• _TEXTE DU DOCUMENT_:
↓↓↓

Venu, jeudi, à l’Assemblée des Représentants du peuple (ARP) pour l’évaluation de ses 100 Jours de gouvernance, le chef du gouvernement tunisien, Elyes Fakhfakh, a subi l’assaut de députés de plusieurs bords, concernant un soupçon de conflit d’intérêts en rapport avec sa participation dans une société qui vient d’obtenir un contrat de plus de 12 millions d’euros avec l’Etat dans le domaine du traitement des déchets. Fakhfakh a détaillé, séance tenante, tous les dossiers et promis de démissionner si jamais il y a un quelconque soupçon de corruption.
Deux rapports, parvenus à l’Instance nationale de lutte contre la corruption (INLUCC), sont à l’origine de cette affaire. L’un provenant du député Yassine Ayari, alors que l’autre est resté anonyme.
Le chef du gouvernement est accusé d’avoir exploité son poste afin d’attribuer un marché de plus de 40 millions de dinars (12 millions d’euros) à une société dont il est l’un des actionnaires. Le dossier a occupé l’Assemblée, venue faire le bilan des 100 jours de ce nouveau gouvernement.
Et alors que son allocution d’ouverture a concerné les réalisations de son gouvernement, depuis son investiture le 27 février, ses réponses aux députés ont tourné plutôt autour de cette affaire. Fakhfakh a tenu à présenter tous les détails, montrant au passage qu’il était en règle avec la loi et mettant l’accent sur le flou d’un article dans la réglementation de conflit d’intérêts, qu’il compte lever par un projet de loi, devant passer la semaine prochaine devant l’ARP.
Ce sont, essentiellement, les députés de Qalb Tounes, la formation du magnat des Médias, Nabil Karoui, et ceux du bloc Al Qarama, régulièrement qualifiés par une certaine classe politique d’être le pare-chocs des islamistes d’Ennahdha, qui ont mené le bal contre le chef du gouvernement. Ces deux formations sont maintenant dans l’opposition.

↑↑↑

• _DONNÉES FOURNIES_:

↓↓↓

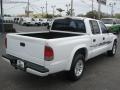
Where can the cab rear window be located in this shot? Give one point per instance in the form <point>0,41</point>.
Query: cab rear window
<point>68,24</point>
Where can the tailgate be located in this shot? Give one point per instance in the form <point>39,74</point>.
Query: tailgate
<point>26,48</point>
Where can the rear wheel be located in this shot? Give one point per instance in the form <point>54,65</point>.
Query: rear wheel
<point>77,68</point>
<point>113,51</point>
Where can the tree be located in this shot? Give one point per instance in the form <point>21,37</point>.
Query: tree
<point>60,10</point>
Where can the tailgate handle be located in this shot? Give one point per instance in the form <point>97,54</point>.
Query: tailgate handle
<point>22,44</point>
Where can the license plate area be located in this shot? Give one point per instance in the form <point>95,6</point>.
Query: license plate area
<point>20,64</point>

↑↑↑
↓↓↓

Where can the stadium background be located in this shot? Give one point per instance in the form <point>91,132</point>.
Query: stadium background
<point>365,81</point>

↑↑↑
↓↓↓

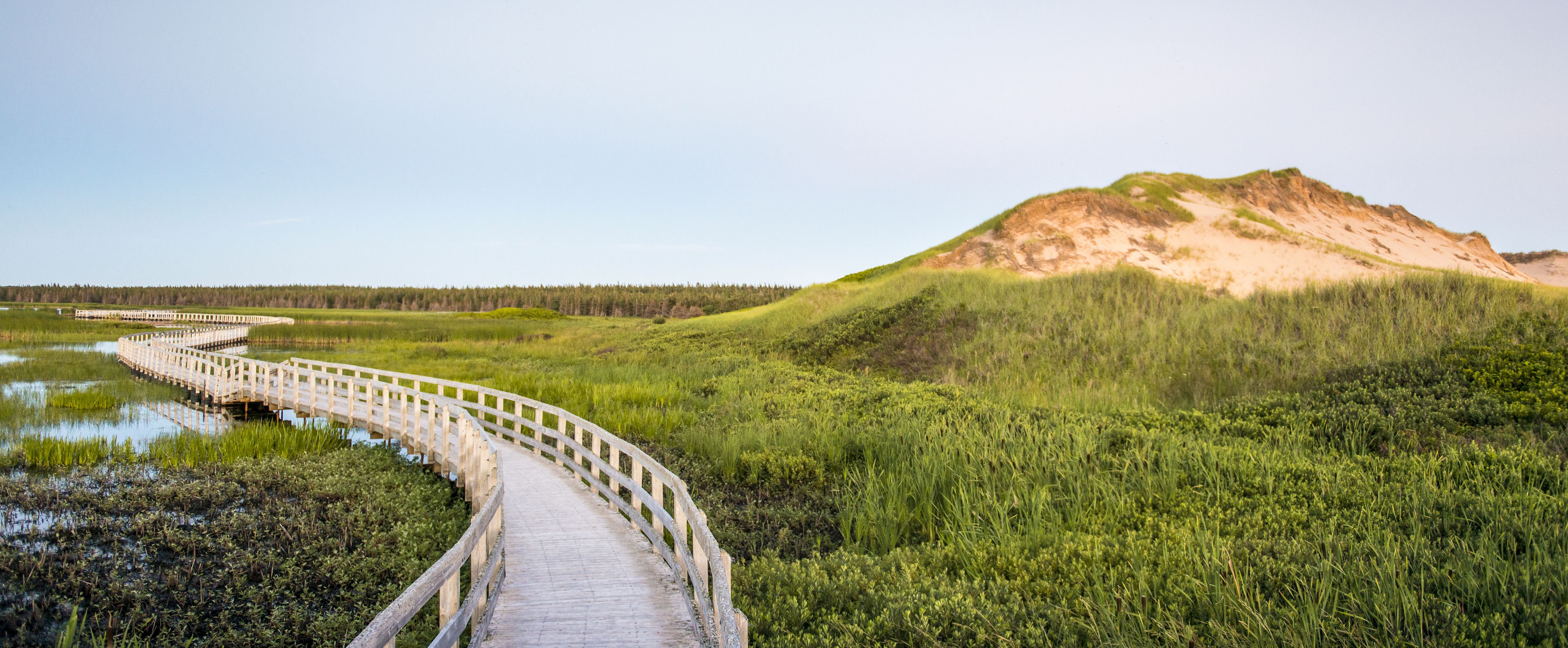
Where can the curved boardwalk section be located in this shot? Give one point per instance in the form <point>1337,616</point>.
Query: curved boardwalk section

↑↑↑

• _LISTE DES TÂCHES_:
1 - Répondez, s'il vous plaît, à ces questions sur le texte consacré à Elyes Fakhfakh :
(a) Quel est le montant en euros du contrat obtenu par la société ?
(b) À quelle instance les deux rapports sont-ils parvenus ?
(c) À quelle date le gouvernement a-t-il été investi ?
2 - Recopiez le passage du texte consacré à Elyes Fakhfakh en commençant par "Le chef du gouvernement est" et en continuant jusqu'à "ce nouveau gouvernement.".

• _RÉPONSES AUX TÂCHES_:
1 -
(a) Plus de 12 millions d'euros.
(b) À l'Instance nationale de lutte contre la corruption (INLUCC).
(c) Le 27 février.

2 -
Le chef du gouvernement est accusé d’avoir exploité son poste afin d’attribuer un marché de plus de 40 millions de dinars (12 millions d’euros) à une société dont il est l’un des actionnaires. Le dossier a occupé l’Assemblée, venue faire le bilan des 100 jours de ce nouveau gouvernement.